=== SOURCE EXTRACT ===

····················

Early renal response to long-term salt loading: mitochondrial dysfunction, ER stress, and uromodulin accumulation in the kidney medulla.

Kidneys play a critical role in maintaining water and electrolyte balance, but prolonged salt loading can disrupt renal function by inducing osmotic and oxidative stress. Although high salt intake is well-known to contribute to hypertension and kidney damage, the early renal responses to mild, long-term salt intake, particularly in normotensive individuals, remain poorly understood. To address this knowledge gap, we investigated the effects of exposing normotensive Wistar Kyoto (WKY) rats to 1% NaCl over a 3-mo period, focusing on the medullary region and the adaptive cellular mechanisms in response to salt-induced stress. In addition, we examined the acute effects of 4 h of salt exposure on medullary tubules. The long-term salt intake did not significantly alter blood pressure or cause notable kidney damage but did lead to differential expression of proteins associated with mitochondrial dysfunction and endoplasmic reticulum (ER) stress in the renal medulla. Acute 4-h salt exposure triggered a rapid cellular response involving proteins linked to mitochondrial activity and oxidative stress responses. Both acute and chronic settings significantly reduced uromodulin (UMOD) excretion with altered trafficking indicating intracellular accumulation within medullary cells. This provides evidence that chronic salt loading disrupts normal protein handling without immediate renal injury, shedding light on adaptive mechanisms in the kidney to mitigate osmotic stress. These early adaptations provide insights into the mechanisms underlying salt-related renal pathologies and may inform therapeutic strategies for individuals susceptible to the effects of dietary salt. This study reveals that even in normotensive Wistar Kyoto rats, mild long-term salt loading induces early renal stress without overt kidney damage or hypertension. Novel findings include reduced uromodulin (UMOD) excretion and altered intracellular trafficking in the renal medulla, alongside mitochondrial dysfunction and endoplasmic reticulum stress. These data highlight UMOD as a sensitive marker of salt-induced renal adaptation and provide insights into early cellular responses to salt before clinical disease onset.

····················

=== DATA BLOCK ===
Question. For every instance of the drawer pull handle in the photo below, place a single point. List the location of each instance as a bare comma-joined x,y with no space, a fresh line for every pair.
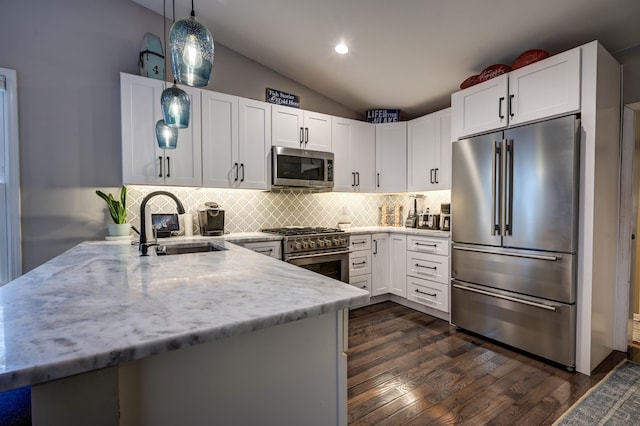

····················

=== YOUR ASSIGNMENT ===
Translate this sentence from the salt-loading abstract into Spanish: "Acute 4-h salt exposure triggered a rapid cellular response involving proteins linked to mitochondrial activity and oxidative stress responses." The lines play no part in what comes next.

=== OUTPUT BELOW ===
La exposición aguda a la sal durante 4 h desencadenó una respuesta celular rápida en la que participaron proteínas vinculadas a la actividad mitocondrial y a las respuestas al estrés oxidativo.